Transcribe the records that follow exactly. Skip the pictures.

**Provided information:**
◇ ◇ ◇ ◇

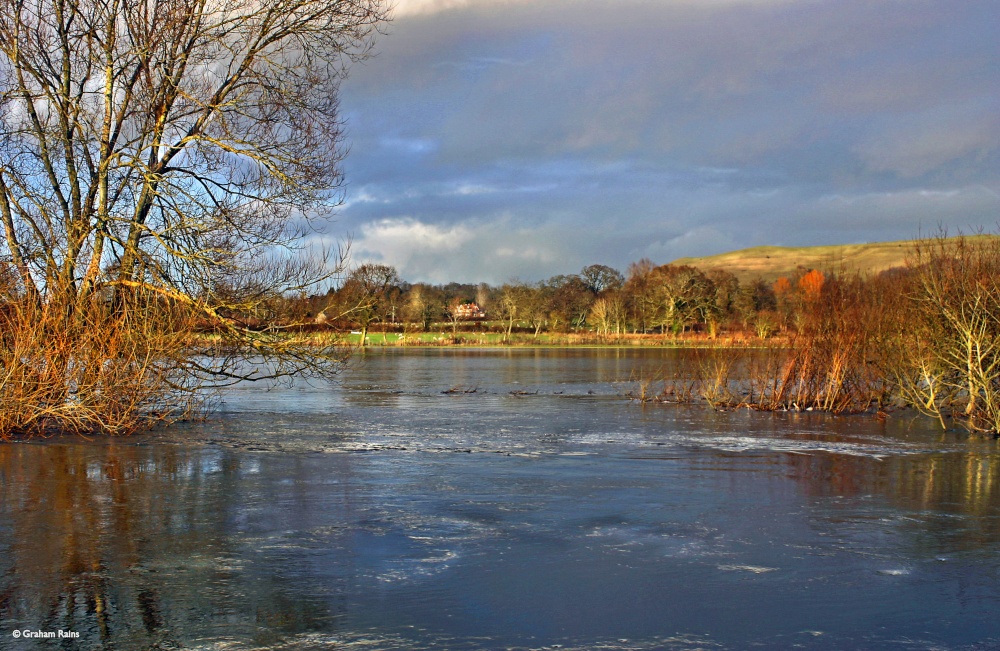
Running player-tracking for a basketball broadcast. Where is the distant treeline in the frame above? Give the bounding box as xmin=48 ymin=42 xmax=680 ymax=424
xmin=284 ymin=236 xmax=1000 ymax=432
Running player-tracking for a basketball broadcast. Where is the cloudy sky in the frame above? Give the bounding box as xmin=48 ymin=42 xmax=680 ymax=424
xmin=329 ymin=0 xmax=1000 ymax=283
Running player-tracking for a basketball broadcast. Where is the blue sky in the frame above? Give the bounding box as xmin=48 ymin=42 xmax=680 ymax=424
xmin=327 ymin=0 xmax=1000 ymax=283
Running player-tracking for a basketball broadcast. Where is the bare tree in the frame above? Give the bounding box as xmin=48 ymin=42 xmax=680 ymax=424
xmin=0 ymin=0 xmax=388 ymax=438
xmin=337 ymin=263 xmax=402 ymax=346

◇ ◇ ◇ ◇

**Written solution:**
Running player-tracking for a basketball broadcast. Where is the distant treeline in the frame above? Give the bounding box as xmin=48 ymin=42 xmax=680 ymax=424
xmin=284 ymin=236 xmax=1000 ymax=432
Running player-tracking for a basketball broadcast. Where is the cloudy sky in the frame above? Give the bounding box as xmin=48 ymin=42 xmax=680 ymax=424
xmin=329 ymin=0 xmax=1000 ymax=283
Running player-tracking for a basketball broadcast. Where is the blue sky in the frame above? Give the bounding box as xmin=48 ymin=42 xmax=680 ymax=424
xmin=327 ymin=0 xmax=1000 ymax=283
Running player-tracking for a basketball broadcast. Where is the bare tree in the frame above? Give the bounding box as xmin=48 ymin=42 xmax=680 ymax=424
xmin=0 ymin=0 xmax=388 ymax=438
xmin=337 ymin=263 xmax=402 ymax=346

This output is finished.